### Text:
--

Isaac Mizrahi — the accomplished actor, host, writer, designer, and producer — returns to Bay Street Theater on Monday, August 26, with his all-new show, “Isaac Mizrahi: Queen Size.” The evening is part of Bay Street’s Music Mondays concert series.
Joined by his band of jazz musicians, led by Ben Waltzer, Mizrahi will perform classics by Leonard Bernstein, Cat Stevens, Jimmy Webb, John Kander, Cole Porter, James Taylor, and Jerome Kern. And no topic will be off-limits. Get ready for politics, sex, prescription drugs, millennials.
Indy caught up with Mizrahi to discuss.
Tell us a little about “Isaac Mizrahi: Queen Size” and what the audience can expect during the show.
The show “Queen Size” is very autobiographical. I was very overweight as a kid and I never got over that body image, no matter how thin I’ve ever been, and it’s a dominant part of my identity. If there’s one issue that defines my life, it’s the struggle to be thin. The show covers a lot of biological ground but always seems to default to my weight issues.
How long have you been performing?
I started performing at a very young age. At eight, I built a puppet theatre in the family garage and created shows until I started high school. When I was 10 or 11, I started doing female impersonations for friends and family and would draw crowds at the beach club or the lobby of temple with my impersonations of Barbra Streisand or Liza Minnelli.
I went to Performing Arts High School in NYC and then started doing cabaret shows in my early 20s and never stopped. I’ve worked at all kinds of little clubs in the city, from a now defunct place called Eighty Eights to Joe’s Pub to, most recently, Café Carlyle.
How do you go about selecting the songs in your show?
The song selection for a show begins very early. Certain songs resonate and become obsessions and relate to stories I want to tell. The ultimate way they get selected is by their suitability to my singing voice and the band’s ability to kill the tune. But really, the ideas for songs come from the ideas about the story telling in the show.
How did you become involved with Bay Street?
Bay Street contacted me last year and we immediately were able to schedule a show there. It was such a great pleasure for me to perform there, because it’s my hometown. I feel like I’m from the Hamptons. I’ve been living here split with NYC since the 1990s.

--

### Information given:
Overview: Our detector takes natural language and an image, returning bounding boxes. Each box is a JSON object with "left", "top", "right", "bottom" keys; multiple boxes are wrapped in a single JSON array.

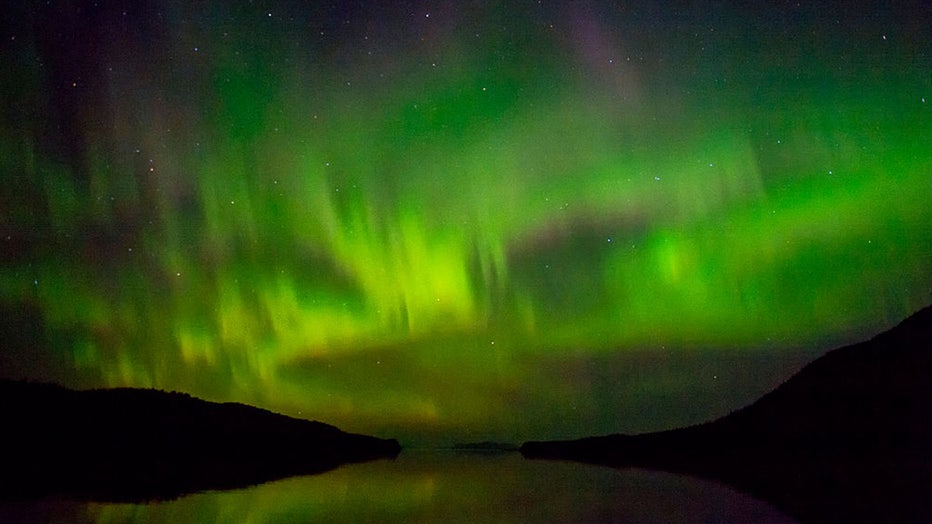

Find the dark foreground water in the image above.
[{"left": 0, "top": 450, "right": 793, "bottom": 523}]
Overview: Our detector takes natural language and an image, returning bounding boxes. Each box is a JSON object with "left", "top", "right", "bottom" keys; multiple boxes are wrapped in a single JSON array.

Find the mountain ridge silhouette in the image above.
[
  {"left": 0, "top": 380, "right": 401, "bottom": 501},
  {"left": 521, "top": 306, "right": 932, "bottom": 522}
]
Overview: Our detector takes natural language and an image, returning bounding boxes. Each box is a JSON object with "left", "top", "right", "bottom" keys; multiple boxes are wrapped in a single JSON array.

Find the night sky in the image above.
[{"left": 0, "top": 0, "right": 932, "bottom": 442}]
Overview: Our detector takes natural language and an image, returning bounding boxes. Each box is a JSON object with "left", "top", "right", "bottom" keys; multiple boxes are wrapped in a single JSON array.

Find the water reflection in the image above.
[{"left": 6, "top": 450, "right": 792, "bottom": 523}]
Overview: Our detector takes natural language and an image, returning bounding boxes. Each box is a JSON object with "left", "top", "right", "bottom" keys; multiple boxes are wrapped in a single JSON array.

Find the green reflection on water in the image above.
[{"left": 63, "top": 450, "right": 792, "bottom": 523}]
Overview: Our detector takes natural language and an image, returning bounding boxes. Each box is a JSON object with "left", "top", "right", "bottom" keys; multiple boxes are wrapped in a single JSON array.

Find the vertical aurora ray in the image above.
[{"left": 0, "top": 1, "right": 932, "bottom": 438}]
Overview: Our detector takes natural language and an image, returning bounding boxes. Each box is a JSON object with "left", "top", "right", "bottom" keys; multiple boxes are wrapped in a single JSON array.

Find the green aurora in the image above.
[{"left": 0, "top": 2, "right": 932, "bottom": 441}]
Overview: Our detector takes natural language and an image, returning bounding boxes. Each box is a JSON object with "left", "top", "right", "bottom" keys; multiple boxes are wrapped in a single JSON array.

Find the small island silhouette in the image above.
[
  {"left": 0, "top": 380, "right": 401, "bottom": 502},
  {"left": 521, "top": 306, "right": 932, "bottom": 522}
]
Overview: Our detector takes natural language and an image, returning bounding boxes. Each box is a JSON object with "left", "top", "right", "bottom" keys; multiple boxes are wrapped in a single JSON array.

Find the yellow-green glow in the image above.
[{"left": 0, "top": 1, "right": 932, "bottom": 438}]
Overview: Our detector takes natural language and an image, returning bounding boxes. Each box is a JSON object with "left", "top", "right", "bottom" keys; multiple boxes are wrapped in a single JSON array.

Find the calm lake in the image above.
[{"left": 0, "top": 450, "right": 793, "bottom": 523}]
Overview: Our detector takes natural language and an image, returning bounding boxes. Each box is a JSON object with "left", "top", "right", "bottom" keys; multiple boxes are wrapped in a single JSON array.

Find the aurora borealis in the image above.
[{"left": 0, "top": 0, "right": 932, "bottom": 440}]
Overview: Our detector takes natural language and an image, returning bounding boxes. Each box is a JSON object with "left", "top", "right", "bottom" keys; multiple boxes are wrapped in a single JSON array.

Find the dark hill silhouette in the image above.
[
  {"left": 0, "top": 380, "right": 401, "bottom": 501},
  {"left": 521, "top": 307, "right": 932, "bottom": 522}
]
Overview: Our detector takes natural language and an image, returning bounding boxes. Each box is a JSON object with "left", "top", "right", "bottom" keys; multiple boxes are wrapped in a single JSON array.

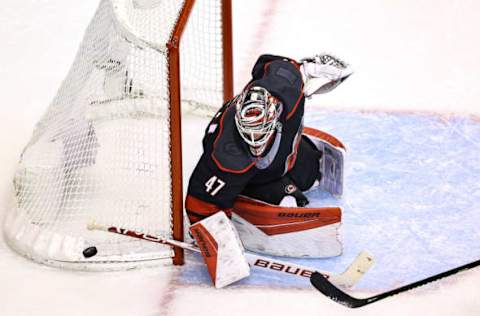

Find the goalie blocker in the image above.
[{"left": 232, "top": 197, "right": 342, "bottom": 258}]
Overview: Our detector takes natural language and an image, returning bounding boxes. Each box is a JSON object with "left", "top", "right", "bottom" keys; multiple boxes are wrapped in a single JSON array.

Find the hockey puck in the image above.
[{"left": 83, "top": 246, "right": 98, "bottom": 258}]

--

### Description of the task:
Write what follows the last line of the Isaac Mizrahi interview. The data above plays no part in what comes next.

### Answer to the problem:
Talk a little about your recent memoir, “I.M.,” and your writing process.
The memoir began about eight years ago. I had dinner with a friend who said I should think about the idea. It took really about five years to complete, and it’s still a major part of my life. It was very cathartic writing it, and I now feel bereft of this major thing in my life. I think I told honest stories about people in my life and, for the most part, they were all really thrilled.
You’re an actor, host, writer, designer, and producer. How do you balance it all?
I can’t do one thing without the other. My life as an entertainer informs my design work and vice versa. I think it all comes from the same creative force in me that I cannot suppress even if I tried.
What do you enjoy most about the East End?
I split my time between NYC and Bridgehampton these days, tending to be out here a little more than there. It has become a haven for me. I’m more active in the city, more on the go. Here, I write more and read a lot and do phone meetings.
One of the main reasons I love it here so much is because my dogs like it so much. They get really depressed when they sense we’re going back to the city. My husband and I split up a lot in order for the dogs to spend as much time here as possible. In the end, I do most everything for my dogs!
The show starts at 8 PM. Tickets range from $79 to $125 and are on sale now at www.baystreet.org.